START Records supplied

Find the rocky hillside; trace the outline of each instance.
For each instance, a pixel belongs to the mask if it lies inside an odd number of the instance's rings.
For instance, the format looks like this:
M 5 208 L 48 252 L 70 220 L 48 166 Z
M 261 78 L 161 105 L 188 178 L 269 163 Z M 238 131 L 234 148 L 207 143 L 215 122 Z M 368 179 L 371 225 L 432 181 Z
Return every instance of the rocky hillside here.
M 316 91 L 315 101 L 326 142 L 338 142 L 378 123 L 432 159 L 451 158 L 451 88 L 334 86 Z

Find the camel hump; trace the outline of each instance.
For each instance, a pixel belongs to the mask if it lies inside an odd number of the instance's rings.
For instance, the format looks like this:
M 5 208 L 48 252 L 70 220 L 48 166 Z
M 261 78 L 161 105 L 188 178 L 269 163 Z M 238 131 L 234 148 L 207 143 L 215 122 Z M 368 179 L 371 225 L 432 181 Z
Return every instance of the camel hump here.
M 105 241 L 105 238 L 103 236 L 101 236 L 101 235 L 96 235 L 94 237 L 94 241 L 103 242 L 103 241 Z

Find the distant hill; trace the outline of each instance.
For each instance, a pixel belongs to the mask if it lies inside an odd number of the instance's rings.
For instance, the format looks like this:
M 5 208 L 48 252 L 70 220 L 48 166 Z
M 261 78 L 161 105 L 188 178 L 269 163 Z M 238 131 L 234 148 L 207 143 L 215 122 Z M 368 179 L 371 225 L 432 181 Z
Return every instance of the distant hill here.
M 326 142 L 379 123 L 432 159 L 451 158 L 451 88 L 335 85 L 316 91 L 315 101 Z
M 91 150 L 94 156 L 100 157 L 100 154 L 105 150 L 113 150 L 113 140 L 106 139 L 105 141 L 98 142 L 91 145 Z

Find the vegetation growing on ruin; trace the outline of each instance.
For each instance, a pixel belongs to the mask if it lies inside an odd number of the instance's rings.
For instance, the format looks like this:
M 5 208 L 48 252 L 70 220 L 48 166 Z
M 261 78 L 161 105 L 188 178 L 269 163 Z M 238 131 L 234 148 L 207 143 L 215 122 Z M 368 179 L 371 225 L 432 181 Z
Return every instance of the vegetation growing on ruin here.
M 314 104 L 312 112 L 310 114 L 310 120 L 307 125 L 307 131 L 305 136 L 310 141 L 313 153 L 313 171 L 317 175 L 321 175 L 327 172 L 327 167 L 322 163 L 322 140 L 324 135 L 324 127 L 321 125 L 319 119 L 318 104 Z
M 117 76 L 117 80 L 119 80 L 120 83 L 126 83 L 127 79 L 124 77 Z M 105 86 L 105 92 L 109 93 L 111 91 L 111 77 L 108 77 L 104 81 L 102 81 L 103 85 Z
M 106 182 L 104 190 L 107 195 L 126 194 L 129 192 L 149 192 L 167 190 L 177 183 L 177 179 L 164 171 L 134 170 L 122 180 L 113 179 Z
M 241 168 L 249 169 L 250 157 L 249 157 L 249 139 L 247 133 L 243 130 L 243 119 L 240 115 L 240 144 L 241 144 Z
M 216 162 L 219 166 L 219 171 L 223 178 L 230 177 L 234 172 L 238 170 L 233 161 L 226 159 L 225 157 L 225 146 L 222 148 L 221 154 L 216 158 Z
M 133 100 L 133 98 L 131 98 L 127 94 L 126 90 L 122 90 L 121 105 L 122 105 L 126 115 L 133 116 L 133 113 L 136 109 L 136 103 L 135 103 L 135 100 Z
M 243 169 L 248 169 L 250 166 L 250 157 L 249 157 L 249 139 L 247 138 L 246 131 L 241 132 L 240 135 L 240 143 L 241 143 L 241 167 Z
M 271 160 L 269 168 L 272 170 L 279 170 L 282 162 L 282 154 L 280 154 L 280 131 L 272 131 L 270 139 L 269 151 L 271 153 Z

END Records supplied

» **Problem to work on**: Copy every line in the records above that contains the word "Find".

» **Problem solution**:
Find the rocky hillside; trace the outline of each instance.
Find the camel hump; trace the outline of each instance.
Find the distant hill; trace the outline of each instance.
Find the vegetation growing on ruin; trace the outline of each instance.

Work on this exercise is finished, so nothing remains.